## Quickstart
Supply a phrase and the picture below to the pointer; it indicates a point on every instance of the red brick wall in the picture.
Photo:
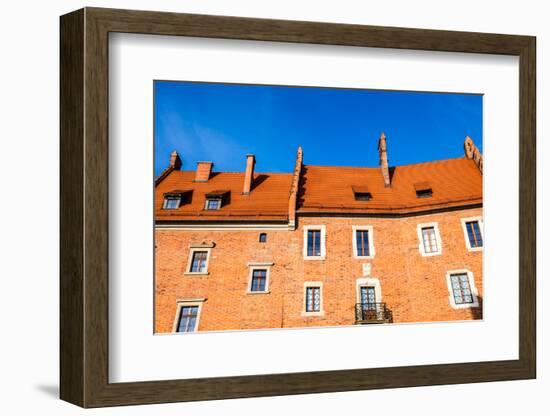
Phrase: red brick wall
(413, 287)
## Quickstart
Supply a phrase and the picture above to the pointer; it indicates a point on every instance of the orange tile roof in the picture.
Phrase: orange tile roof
(267, 201)
(454, 182)
(325, 189)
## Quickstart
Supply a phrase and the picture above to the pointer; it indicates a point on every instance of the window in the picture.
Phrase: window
(429, 239)
(473, 233)
(259, 280)
(423, 189)
(361, 193)
(362, 242)
(172, 202)
(314, 242)
(187, 321)
(313, 299)
(197, 262)
(213, 203)
(462, 290)
(187, 315)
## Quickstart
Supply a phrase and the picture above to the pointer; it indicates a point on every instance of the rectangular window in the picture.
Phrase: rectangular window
(362, 243)
(429, 240)
(313, 243)
(188, 319)
(259, 280)
(313, 299)
(213, 204)
(474, 234)
(172, 202)
(462, 292)
(198, 262)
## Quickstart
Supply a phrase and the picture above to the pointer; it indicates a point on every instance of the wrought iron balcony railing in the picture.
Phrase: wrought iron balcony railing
(372, 313)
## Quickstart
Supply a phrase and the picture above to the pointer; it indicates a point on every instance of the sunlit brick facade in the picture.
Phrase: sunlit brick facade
(319, 246)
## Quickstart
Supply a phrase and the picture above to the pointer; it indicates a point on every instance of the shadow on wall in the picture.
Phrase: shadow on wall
(477, 313)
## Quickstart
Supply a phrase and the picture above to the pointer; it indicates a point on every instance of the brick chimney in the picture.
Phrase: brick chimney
(384, 168)
(294, 189)
(249, 174)
(472, 152)
(204, 169)
(175, 161)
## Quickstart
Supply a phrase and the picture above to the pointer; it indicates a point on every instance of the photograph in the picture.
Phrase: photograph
(298, 206)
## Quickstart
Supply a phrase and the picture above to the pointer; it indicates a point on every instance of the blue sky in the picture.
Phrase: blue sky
(339, 127)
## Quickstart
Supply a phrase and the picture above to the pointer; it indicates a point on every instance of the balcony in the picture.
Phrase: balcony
(372, 313)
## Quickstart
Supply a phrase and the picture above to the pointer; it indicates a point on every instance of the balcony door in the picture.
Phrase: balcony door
(368, 297)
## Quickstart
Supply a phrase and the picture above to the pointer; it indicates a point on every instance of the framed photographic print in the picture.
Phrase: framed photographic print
(256, 207)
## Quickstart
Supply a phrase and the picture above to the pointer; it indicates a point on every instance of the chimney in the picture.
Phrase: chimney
(294, 189)
(249, 174)
(175, 161)
(472, 152)
(204, 169)
(384, 168)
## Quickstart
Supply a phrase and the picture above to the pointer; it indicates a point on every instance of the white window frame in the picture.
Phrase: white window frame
(193, 249)
(473, 289)
(188, 303)
(171, 197)
(368, 281)
(321, 311)
(258, 266)
(368, 228)
(323, 230)
(435, 226)
(463, 221)
(219, 200)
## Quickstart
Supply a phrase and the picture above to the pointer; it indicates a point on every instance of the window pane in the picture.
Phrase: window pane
(171, 203)
(462, 293)
(429, 240)
(313, 299)
(198, 262)
(213, 203)
(474, 234)
(259, 278)
(314, 243)
(362, 240)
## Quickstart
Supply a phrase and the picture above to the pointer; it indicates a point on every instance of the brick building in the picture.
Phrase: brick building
(320, 246)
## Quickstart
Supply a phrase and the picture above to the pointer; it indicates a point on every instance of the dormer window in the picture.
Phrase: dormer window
(423, 190)
(172, 202)
(174, 199)
(361, 193)
(215, 200)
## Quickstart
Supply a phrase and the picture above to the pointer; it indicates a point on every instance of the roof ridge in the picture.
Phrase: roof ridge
(391, 166)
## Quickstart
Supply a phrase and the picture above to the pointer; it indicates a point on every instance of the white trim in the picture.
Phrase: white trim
(190, 302)
(435, 226)
(192, 250)
(321, 311)
(368, 228)
(258, 266)
(463, 221)
(368, 281)
(218, 199)
(323, 230)
(223, 227)
(473, 289)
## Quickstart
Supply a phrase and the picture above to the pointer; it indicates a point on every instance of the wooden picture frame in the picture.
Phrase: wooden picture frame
(84, 207)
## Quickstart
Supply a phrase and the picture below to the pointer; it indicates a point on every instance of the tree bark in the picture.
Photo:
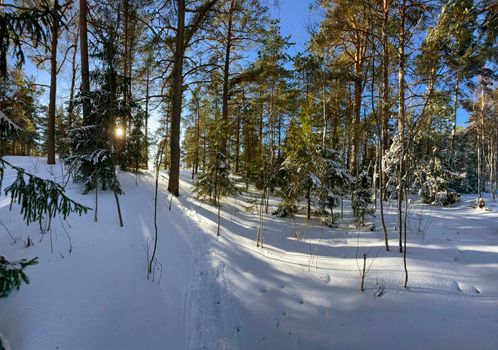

* [Your goal]: Which lines of the entries above contain the word "below"? Copy each of them.

* [Response to the task]:
Supply a phrase and the picture below to the pointer; it indicates a point on every instance of the red brick wall in the picture.
Supply a phrase and the picture below to the pointer; it indicates a point on every instance of the tree bark in the picture.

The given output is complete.